WORK INSTRUCTIONS: Collect each of the lines below that contains the word "task", and copy them out in full.

[Collected data entries]
** start **
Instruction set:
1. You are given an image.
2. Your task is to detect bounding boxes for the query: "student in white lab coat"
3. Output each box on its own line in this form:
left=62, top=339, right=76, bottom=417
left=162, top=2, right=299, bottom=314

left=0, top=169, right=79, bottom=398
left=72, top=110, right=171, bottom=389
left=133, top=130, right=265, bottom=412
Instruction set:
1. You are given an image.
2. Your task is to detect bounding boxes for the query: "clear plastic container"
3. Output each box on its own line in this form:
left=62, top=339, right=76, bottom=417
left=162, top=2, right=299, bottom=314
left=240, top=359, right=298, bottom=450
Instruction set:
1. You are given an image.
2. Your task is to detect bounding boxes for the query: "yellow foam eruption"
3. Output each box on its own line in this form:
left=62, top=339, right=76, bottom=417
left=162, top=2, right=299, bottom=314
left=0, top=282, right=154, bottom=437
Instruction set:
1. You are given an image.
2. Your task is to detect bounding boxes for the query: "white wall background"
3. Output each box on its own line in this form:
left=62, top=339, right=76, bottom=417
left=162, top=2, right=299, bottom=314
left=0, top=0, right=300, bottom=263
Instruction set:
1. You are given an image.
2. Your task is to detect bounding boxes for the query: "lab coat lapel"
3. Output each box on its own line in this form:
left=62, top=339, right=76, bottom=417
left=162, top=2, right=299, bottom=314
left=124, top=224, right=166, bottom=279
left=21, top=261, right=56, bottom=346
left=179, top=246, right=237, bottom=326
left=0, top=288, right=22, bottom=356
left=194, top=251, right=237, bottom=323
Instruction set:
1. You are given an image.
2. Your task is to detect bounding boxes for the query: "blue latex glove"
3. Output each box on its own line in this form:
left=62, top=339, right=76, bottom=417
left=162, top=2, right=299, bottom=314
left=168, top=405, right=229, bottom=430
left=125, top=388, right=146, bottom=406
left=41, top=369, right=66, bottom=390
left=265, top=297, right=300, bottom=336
** end **
** start **
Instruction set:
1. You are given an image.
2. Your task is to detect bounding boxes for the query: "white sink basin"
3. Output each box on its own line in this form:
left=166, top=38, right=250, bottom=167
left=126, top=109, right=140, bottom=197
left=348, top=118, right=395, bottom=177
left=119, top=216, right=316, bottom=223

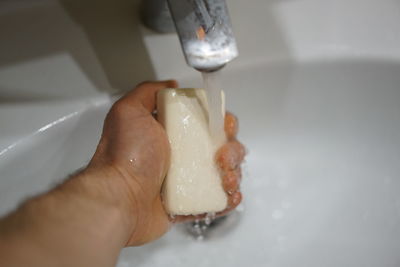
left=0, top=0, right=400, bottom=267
** end **
** start **
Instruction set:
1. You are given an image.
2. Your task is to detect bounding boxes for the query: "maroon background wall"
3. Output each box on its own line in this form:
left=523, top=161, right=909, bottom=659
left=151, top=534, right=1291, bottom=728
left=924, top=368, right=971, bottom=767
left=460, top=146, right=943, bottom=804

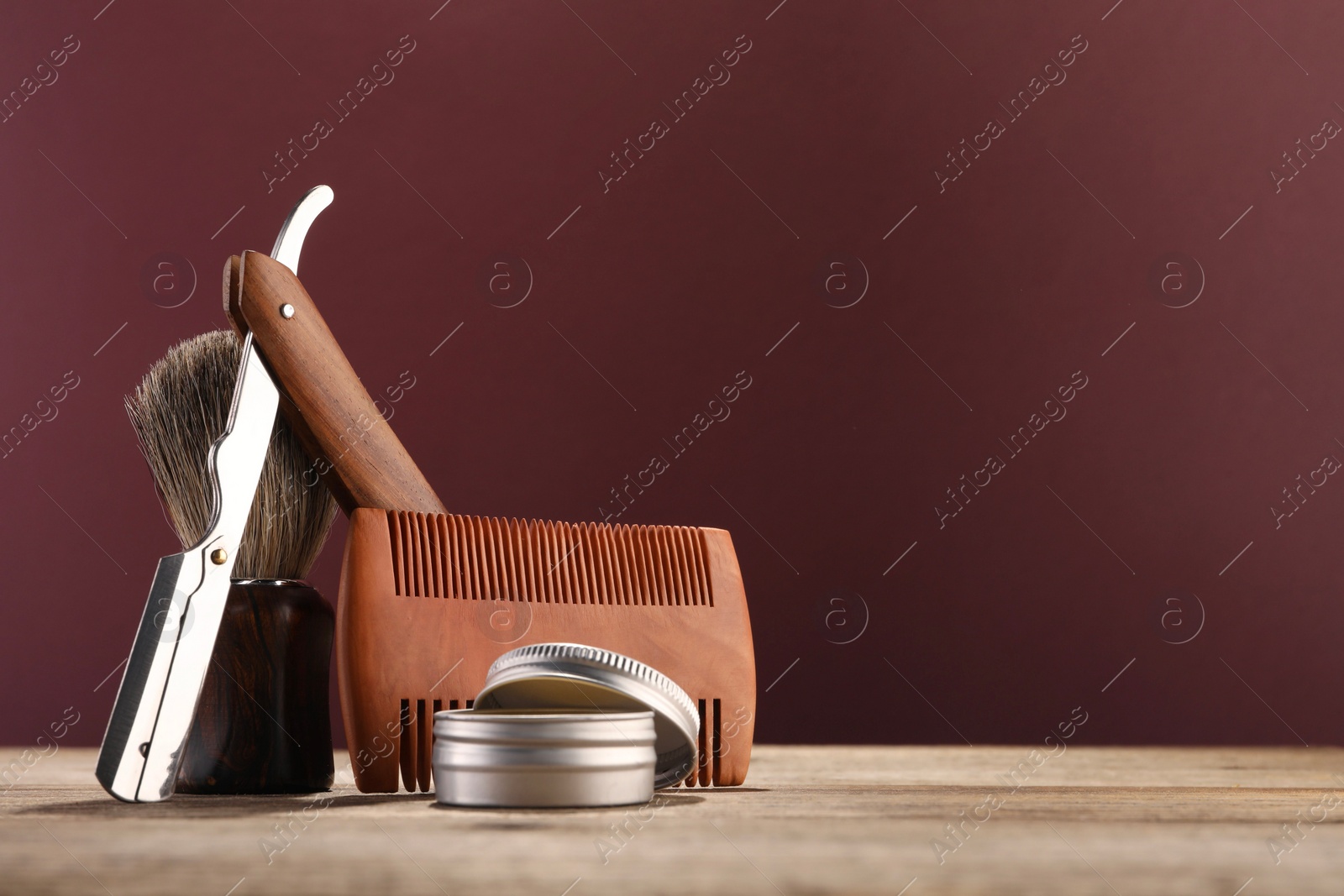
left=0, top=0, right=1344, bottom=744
** end **
OUTPUT BELOW:
2. Your task is to detect bounding boxes for the query: "student in white lab coat"
2. Your task is to detect bounding boxes for the query: "clear plastic container"
2. Your task is to detect bounding boxes for the query: "yellow foam eruption"
2. Your task is to detect bounding boxes for the query: "white wall background"
2. Your task is to detect bounding boxes for the query: "lab coat lapel"
2. Your task is to detect bounding boxes for the query: "blue latex glove"
2. Your task is to detect bounding boxes for the query: "white sink basin"
2. Your task is to detect bounding boxes for the query: "maroon background wall"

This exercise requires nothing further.